**Directions for this task**
Please restate word for word, and with nothing added, the lines that run from the one holding "Bet you can't find the mountain" to the end of the entries below.

■ ■ ■

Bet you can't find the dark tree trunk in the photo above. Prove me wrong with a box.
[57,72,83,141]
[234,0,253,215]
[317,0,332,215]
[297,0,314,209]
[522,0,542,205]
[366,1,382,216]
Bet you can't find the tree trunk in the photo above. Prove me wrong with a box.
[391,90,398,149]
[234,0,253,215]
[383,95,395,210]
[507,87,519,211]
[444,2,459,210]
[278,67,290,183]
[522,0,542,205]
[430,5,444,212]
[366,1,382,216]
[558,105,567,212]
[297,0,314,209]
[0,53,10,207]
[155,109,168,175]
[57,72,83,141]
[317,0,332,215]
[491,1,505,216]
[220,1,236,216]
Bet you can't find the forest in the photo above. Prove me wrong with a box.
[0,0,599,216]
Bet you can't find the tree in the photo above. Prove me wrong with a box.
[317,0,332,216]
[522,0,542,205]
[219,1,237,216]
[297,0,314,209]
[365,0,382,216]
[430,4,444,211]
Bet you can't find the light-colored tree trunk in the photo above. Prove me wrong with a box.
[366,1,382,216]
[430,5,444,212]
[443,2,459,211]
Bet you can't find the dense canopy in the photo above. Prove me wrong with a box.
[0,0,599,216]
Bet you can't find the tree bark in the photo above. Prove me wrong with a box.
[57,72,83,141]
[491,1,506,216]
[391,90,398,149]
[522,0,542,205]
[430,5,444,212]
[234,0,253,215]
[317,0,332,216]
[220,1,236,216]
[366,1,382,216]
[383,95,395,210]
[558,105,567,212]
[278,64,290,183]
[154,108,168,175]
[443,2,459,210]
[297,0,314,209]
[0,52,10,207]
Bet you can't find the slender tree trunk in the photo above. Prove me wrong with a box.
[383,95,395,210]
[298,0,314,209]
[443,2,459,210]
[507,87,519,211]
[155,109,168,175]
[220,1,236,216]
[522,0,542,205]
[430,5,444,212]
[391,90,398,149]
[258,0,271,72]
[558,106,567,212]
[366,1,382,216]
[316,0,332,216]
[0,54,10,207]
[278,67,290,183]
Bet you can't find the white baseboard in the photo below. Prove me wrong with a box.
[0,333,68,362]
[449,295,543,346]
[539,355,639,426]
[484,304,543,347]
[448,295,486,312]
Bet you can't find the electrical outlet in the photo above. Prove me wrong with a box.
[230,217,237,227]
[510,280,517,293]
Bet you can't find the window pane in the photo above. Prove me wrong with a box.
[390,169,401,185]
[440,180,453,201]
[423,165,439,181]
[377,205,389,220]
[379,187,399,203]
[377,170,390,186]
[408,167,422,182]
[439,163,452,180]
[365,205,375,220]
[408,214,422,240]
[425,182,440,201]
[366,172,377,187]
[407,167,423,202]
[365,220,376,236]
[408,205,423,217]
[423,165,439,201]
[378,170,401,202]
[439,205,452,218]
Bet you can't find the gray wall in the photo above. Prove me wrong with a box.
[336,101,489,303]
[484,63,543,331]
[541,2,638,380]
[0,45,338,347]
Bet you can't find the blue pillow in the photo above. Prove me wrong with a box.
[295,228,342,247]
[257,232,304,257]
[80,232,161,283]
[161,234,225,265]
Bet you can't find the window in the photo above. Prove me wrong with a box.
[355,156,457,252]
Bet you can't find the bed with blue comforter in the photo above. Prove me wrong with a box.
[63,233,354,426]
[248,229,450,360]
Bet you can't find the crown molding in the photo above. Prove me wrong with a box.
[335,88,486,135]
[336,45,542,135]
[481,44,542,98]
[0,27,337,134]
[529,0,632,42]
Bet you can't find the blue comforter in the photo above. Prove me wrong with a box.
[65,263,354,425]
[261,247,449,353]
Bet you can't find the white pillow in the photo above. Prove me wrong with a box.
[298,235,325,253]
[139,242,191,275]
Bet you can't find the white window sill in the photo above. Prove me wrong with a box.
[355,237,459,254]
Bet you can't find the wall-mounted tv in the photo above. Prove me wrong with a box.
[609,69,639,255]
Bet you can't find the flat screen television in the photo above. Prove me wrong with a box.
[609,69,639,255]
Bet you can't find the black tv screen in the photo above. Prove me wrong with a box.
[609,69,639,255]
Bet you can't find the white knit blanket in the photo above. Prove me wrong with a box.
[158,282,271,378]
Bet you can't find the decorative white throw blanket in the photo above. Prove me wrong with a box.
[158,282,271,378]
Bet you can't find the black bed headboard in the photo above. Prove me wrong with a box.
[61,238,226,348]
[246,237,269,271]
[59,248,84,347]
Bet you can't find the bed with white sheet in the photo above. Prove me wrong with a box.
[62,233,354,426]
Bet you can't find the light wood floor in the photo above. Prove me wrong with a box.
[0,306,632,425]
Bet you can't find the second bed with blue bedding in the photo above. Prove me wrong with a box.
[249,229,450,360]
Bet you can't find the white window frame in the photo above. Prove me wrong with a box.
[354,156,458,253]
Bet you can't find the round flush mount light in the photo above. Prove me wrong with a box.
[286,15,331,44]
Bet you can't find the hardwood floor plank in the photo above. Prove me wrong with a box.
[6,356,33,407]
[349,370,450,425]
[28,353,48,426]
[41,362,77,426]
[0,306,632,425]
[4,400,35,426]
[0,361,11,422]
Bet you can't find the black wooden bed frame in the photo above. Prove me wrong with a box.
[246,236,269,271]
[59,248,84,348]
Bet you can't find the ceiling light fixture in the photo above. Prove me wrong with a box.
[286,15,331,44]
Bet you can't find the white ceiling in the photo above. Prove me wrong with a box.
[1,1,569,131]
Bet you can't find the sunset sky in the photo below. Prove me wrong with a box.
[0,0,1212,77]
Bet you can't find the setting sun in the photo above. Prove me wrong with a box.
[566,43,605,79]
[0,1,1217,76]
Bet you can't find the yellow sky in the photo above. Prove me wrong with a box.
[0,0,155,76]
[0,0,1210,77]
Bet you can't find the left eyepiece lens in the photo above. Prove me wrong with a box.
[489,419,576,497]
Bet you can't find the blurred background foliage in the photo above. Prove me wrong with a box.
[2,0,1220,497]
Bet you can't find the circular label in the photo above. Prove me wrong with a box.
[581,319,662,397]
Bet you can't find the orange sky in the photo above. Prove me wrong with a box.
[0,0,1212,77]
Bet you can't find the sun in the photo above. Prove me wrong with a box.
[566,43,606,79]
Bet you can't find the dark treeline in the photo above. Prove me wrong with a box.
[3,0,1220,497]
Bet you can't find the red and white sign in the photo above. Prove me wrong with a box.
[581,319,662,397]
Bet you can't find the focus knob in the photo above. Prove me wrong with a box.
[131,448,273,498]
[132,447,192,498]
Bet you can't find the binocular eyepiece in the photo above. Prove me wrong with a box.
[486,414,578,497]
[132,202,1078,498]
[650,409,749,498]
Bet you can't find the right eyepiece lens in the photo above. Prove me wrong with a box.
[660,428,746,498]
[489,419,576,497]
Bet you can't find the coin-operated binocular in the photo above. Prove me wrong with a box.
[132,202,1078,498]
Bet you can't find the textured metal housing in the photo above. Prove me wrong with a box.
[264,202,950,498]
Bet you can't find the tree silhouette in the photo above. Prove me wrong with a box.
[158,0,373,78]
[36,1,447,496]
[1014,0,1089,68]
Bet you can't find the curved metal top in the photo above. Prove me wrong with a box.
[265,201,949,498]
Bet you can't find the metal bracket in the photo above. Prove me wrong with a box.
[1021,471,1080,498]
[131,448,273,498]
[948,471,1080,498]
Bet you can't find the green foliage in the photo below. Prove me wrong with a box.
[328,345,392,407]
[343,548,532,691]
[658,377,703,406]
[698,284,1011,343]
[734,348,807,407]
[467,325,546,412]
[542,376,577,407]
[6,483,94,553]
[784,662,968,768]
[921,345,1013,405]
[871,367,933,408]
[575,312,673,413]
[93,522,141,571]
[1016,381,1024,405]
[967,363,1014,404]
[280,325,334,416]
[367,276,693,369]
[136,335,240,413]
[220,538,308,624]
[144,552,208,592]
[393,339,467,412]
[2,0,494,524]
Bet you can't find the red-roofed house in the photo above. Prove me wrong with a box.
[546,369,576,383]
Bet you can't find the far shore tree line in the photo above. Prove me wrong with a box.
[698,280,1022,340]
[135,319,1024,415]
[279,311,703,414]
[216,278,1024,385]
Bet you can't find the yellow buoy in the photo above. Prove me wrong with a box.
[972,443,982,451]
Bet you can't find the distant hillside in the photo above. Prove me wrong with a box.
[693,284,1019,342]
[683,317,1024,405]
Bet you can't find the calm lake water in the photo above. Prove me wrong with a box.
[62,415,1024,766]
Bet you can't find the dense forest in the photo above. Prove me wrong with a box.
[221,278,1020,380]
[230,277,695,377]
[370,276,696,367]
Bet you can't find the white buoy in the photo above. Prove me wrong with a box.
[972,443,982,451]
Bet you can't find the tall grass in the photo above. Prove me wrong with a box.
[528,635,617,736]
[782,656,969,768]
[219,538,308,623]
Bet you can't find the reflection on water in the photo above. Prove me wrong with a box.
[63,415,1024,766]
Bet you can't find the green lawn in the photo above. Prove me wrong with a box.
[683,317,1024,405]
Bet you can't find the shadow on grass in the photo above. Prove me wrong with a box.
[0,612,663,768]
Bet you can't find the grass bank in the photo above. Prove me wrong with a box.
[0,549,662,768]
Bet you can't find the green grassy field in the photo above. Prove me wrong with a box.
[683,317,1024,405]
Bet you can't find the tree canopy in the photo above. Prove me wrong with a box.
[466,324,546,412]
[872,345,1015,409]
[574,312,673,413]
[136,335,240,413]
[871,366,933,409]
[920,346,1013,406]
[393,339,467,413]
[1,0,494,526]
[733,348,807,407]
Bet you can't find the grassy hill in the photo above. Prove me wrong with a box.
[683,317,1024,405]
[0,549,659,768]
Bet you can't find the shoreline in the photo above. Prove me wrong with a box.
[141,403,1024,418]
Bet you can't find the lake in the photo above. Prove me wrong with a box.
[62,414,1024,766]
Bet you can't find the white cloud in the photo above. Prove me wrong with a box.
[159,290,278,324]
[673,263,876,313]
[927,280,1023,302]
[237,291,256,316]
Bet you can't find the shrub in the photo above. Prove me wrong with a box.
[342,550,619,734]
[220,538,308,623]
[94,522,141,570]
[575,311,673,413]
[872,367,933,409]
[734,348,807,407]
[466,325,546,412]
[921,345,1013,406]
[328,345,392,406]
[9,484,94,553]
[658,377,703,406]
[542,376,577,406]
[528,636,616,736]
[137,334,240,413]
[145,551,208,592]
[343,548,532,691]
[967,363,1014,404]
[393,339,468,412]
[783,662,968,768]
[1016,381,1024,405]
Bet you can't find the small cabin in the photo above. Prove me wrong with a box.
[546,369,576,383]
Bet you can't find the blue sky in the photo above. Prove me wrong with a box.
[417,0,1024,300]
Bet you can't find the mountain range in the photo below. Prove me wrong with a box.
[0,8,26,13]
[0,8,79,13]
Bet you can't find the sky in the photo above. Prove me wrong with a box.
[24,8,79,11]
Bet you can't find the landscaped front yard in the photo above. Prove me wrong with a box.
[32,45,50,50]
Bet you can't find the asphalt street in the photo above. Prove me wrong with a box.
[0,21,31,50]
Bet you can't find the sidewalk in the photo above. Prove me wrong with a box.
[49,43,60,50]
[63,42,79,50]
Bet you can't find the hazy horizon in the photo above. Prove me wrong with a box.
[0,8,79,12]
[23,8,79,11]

■ ■ ■

**Solution**
Bet you can't find the mountain range in the photo below. Prove me wrong with a box.
[0,8,26,13]
[0,8,79,13]
Bet you can't find the sky in the photo above. Prove me wrong with a box.
[24,8,79,11]
Bet you can't find the landscaped front yard in the photo above. Prove me wrong with a box.
[32,45,50,50]
Bet you can't find the asphalt street in the photo above. Prove me wrong with a box.
[0,21,31,50]
Bet you can't find the sidewalk in the photo above. Prove me wrong with a box.
[49,43,60,50]
[63,42,79,50]
Bet you can't find the hazy horizon in the photo above. Prove me wrong with a box.
[0,8,79,12]
[23,8,79,11]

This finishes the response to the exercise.